*Vorliegender Text*:
━━━━

Bei allem, was mir zustößt, Gute oder böses, ist es nicht egal, wie meine Einstellung ist.
Vertrauen ist wichtig.
Unicef hat kürzlich zusammen mit der Zeitschrift GeoLino eine Umfrage machen lassen, was Kindern zwischen 8 und 14 Jahren wichtig ist. Eigentlich überraschte nicht das Ergebnis, sondern die Deutlichkeit: Am wichtigsten für fast alle Kinder war Freundschaft. Dahinter kamen Vertrauen, Treue, Geborgenheit, Ehrlichkeit. Geld und Besitz rangiert bei deutschen Kindern erst auf Platz 15 von 20.

━━━━

*Bereitgestellte Daten*:
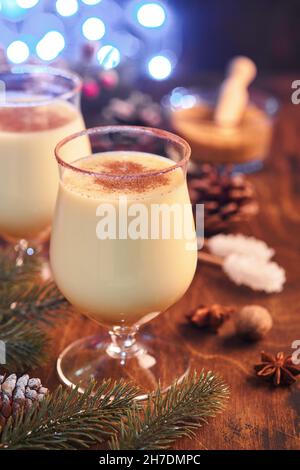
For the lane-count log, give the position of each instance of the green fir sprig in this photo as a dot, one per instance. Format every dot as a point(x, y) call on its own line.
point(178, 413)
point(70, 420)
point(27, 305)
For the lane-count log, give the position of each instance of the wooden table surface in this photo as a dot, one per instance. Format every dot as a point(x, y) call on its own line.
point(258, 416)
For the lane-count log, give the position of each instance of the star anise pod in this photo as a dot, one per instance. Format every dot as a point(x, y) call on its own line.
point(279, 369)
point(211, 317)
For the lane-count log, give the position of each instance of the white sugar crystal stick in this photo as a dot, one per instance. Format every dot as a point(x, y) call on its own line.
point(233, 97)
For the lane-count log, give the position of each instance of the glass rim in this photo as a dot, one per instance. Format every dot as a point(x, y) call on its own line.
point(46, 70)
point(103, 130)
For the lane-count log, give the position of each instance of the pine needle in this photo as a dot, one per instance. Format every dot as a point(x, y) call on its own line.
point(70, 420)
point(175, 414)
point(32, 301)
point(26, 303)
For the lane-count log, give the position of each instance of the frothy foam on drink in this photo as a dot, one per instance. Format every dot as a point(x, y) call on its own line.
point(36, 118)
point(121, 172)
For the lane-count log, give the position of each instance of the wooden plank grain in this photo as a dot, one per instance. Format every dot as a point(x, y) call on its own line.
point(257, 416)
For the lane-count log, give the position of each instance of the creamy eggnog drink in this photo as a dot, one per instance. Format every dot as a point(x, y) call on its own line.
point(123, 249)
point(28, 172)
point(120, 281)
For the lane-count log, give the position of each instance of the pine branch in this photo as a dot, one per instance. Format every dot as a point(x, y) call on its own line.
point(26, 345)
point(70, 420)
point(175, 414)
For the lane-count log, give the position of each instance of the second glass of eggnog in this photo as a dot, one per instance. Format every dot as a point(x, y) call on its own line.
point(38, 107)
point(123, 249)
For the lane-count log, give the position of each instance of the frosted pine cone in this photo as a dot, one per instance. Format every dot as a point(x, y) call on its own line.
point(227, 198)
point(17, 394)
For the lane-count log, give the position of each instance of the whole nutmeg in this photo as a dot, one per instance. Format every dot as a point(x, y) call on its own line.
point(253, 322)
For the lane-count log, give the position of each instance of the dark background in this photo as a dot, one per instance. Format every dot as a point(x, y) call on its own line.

━━━━

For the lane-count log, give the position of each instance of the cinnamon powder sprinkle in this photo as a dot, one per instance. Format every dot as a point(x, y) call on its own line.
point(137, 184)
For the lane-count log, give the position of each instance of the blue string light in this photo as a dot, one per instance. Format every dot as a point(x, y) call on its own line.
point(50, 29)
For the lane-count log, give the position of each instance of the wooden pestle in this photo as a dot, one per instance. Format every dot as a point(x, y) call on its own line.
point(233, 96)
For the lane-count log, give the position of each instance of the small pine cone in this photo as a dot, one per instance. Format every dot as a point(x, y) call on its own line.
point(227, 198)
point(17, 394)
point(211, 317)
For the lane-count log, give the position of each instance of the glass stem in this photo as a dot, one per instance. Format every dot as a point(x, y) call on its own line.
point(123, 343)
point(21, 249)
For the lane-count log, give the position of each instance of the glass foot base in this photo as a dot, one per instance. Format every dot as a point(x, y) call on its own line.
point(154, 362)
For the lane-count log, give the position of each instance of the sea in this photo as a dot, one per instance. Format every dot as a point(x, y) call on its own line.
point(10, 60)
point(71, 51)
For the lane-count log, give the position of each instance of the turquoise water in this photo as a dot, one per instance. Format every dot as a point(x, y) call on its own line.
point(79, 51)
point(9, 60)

━━━━

*Ziel 1*: Schreib aus dem vorliegenden Text den Teil von „Unicef hat kürzlich“ bis „Platz 15 von 20.“ Wort für Wort ab.
*Ziel 2*: Auf welchem Platz landen Geld und Besitz bei deutschen Kindern laut dem vorliegenden Text?

*Vollständige Antwort 1*:
Unicef hat kürzlich zusammen mit der Zeitschrift GeoLino eine Umfrage machen lassen, was Kindern zwischen 8 und 14 Jahren wichtig ist. Eigentlich überraschte nicht das Ergebnis, sondern die Deutlichkeit: Am wichtigsten für fast alle Kinder war Freundschaft. Dahinter kamen Vertrauen, Treue, Geborgenheit, Ehrlichkeit. Geld und Besitz rangiert bei deutschen Kindern erst auf Platz 15 von 20.

*Vollständige Antwort 2*: Auf Platz 15 von 20.